--- PASSAGE PROVIDED ---
#####
# just bought a KHS DJ 300 frame



## bstguitarist (Jul 4, 2004)

Hey all,
Couldnt pass up the deal on ebay for a 2005 KHS DJ 300 frame. in pretty good condition except one minor dent on the TT but very minor. My plans are to use as many componants as I can from my current jamis (hold on, hear me out!) if i need to use other parts ill buy them to fit. But right now my jamis is a 17" frame I need more of a 14, really isnt very nice to ride sizewise. I really wanna get into urban and Dj so even though its heavier and geometry is very different the smaller size will help me with my balance being better distributed because right now I look down and my eyes are about 2 inches back from the headset... not including the stem! so im really realy stretched out.
before I get into any Dj and other stuff Ill replace the wheels and fork to stronger options lol. But for now this seems like a promising way to go for planning for the future. Any suggestions on a decent set of wheels? i am looking at a Marzocchii DJ III as well. I am on a budget since this summer im getting a car and fall/winter aiming for the specialized epic marathon so i dont wanna skimp because I know the reurcusions of that but I want to be budget oriented.




thanks
Bryce


----------



## snaky69 (Mar 8, 2005)
#####
--- PROVIDED MATERIAL ---
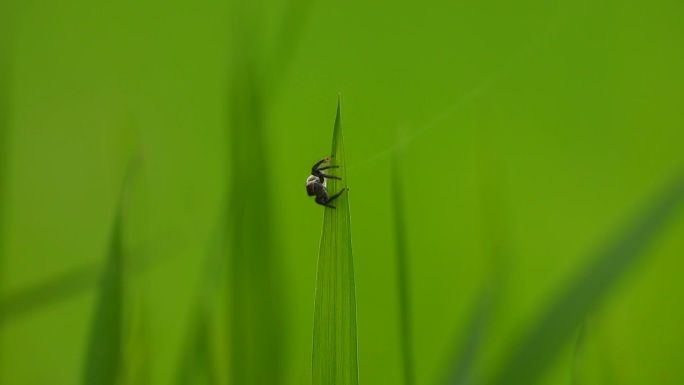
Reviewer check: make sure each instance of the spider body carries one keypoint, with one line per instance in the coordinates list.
(316, 183)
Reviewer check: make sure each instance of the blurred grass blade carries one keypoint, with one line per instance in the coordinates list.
(542, 343)
(402, 270)
(334, 336)
(198, 363)
(104, 363)
(52, 290)
(468, 352)
(103, 360)
(197, 367)
(254, 285)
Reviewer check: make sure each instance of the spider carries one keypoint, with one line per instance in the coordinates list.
(315, 183)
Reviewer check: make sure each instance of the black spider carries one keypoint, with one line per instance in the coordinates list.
(316, 183)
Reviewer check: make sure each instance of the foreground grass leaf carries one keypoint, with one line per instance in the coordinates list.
(334, 336)
(545, 339)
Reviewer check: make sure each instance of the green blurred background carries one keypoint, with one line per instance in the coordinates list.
(530, 133)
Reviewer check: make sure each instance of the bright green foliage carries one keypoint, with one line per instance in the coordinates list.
(537, 349)
(403, 269)
(334, 335)
(104, 355)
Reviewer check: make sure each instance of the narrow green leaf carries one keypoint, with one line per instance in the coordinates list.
(402, 271)
(255, 292)
(539, 346)
(334, 334)
(103, 360)
(197, 366)
(52, 290)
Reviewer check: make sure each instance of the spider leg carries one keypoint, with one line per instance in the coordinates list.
(324, 160)
(330, 176)
(323, 201)
(332, 198)
(327, 167)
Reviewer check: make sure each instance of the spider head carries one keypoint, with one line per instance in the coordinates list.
(311, 183)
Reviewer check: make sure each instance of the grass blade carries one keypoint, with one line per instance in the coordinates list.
(255, 291)
(402, 271)
(334, 336)
(104, 358)
(105, 363)
(542, 343)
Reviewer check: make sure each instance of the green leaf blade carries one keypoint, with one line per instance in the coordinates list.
(335, 336)
(541, 344)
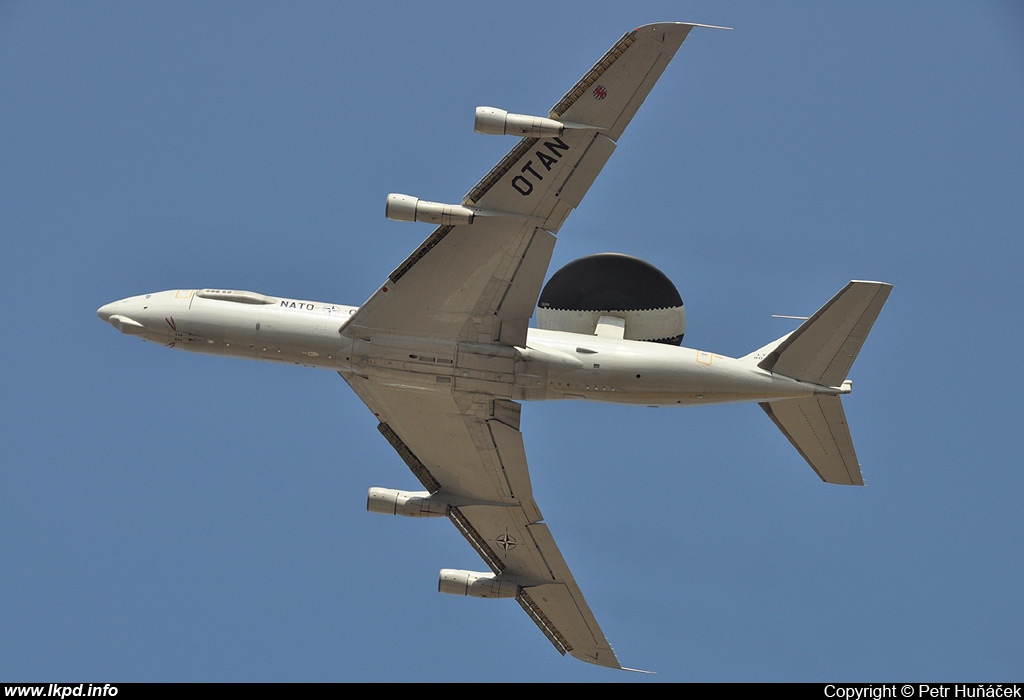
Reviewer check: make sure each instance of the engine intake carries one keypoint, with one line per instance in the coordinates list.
(407, 208)
(476, 583)
(500, 123)
(410, 504)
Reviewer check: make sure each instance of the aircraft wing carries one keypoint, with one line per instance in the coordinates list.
(479, 281)
(466, 449)
(433, 357)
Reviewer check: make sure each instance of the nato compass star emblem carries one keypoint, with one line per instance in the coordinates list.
(506, 541)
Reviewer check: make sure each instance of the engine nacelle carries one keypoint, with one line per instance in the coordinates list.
(406, 208)
(476, 583)
(410, 504)
(500, 123)
(616, 287)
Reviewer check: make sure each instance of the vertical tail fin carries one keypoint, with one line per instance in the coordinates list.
(821, 351)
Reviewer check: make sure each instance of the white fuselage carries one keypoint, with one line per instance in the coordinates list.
(553, 365)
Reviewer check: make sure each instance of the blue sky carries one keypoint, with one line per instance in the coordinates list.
(175, 517)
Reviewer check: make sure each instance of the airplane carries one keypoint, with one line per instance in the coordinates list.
(443, 355)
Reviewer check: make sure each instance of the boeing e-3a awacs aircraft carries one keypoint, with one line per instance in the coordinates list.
(442, 355)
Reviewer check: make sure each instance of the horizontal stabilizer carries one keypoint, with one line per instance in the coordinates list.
(823, 348)
(816, 427)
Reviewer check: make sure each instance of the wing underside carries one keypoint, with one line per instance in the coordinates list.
(468, 450)
(433, 348)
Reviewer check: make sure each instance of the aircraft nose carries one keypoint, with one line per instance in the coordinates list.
(107, 310)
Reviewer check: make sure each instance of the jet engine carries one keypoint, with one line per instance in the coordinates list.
(582, 297)
(476, 583)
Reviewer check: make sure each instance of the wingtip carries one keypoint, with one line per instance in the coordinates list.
(639, 670)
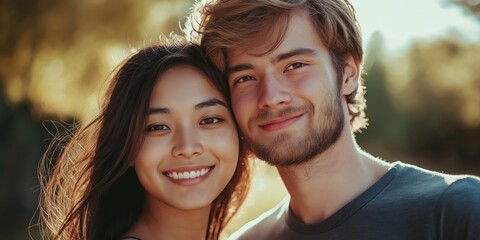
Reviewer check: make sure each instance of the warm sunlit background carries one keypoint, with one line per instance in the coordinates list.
(423, 84)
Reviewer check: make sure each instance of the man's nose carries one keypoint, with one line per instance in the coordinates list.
(272, 92)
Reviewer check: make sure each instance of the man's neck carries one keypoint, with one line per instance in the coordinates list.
(322, 186)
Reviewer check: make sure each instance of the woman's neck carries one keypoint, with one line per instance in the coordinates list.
(161, 221)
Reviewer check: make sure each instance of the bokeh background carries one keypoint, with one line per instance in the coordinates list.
(423, 85)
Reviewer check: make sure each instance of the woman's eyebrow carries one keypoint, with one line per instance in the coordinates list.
(210, 102)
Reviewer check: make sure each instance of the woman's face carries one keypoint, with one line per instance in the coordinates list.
(191, 143)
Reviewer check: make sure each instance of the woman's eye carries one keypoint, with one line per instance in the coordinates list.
(211, 120)
(158, 127)
(295, 66)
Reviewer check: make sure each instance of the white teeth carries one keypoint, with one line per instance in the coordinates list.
(188, 175)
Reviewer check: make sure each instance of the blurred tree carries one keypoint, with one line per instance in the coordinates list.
(439, 91)
(56, 53)
(472, 6)
(385, 133)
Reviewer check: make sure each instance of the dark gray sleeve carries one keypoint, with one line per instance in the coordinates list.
(458, 210)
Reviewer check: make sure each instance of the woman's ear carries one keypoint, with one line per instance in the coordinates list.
(351, 75)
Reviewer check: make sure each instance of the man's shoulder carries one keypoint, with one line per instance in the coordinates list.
(266, 224)
(446, 189)
(419, 177)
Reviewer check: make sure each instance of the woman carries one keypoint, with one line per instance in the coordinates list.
(163, 160)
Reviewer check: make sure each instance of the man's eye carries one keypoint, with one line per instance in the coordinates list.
(211, 120)
(244, 79)
(157, 127)
(295, 66)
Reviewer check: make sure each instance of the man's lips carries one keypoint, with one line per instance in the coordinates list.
(279, 123)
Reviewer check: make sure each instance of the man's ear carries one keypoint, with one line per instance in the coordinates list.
(351, 75)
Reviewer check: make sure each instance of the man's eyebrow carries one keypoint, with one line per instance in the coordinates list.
(239, 68)
(210, 102)
(295, 52)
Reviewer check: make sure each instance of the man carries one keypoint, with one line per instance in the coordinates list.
(294, 72)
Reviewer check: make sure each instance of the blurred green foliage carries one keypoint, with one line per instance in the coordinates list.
(423, 105)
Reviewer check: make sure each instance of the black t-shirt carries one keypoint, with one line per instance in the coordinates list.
(406, 203)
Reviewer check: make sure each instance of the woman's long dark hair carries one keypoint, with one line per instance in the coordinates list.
(91, 192)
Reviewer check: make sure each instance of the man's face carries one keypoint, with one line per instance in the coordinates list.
(287, 102)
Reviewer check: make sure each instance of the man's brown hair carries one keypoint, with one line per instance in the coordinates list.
(220, 25)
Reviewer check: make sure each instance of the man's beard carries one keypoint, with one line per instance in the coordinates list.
(297, 150)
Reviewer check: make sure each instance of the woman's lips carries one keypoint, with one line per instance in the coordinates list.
(188, 176)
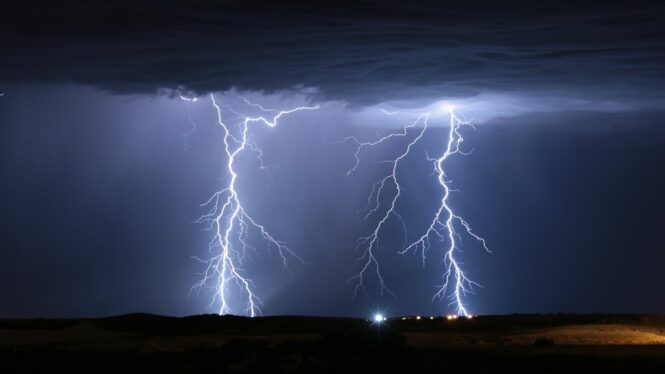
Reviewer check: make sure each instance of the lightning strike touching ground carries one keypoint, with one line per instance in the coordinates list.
(445, 225)
(231, 223)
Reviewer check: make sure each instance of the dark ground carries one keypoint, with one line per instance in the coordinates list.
(208, 343)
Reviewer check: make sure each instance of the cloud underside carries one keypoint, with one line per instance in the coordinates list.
(363, 53)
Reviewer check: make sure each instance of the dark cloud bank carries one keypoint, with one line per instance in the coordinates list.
(360, 51)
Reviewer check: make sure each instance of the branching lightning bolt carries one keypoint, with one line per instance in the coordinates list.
(370, 243)
(231, 223)
(444, 225)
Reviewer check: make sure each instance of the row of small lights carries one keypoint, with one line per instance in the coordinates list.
#####
--- WRITTEN EXERCISE ---
In the forum post about the KHS DJ 300 frame:
(a) What size is the poster's current Jamis frame, and what size does the poster say they need?
(b) What flaw does the post mention on the KHS frame?
(c) What is the poster getting this summer?

--- THE COMPLETED TASK ---
(a) The Jamis is a 17" frame; the poster needs more of a 14.
(b) One very minor dent on the TT.
(c) A car.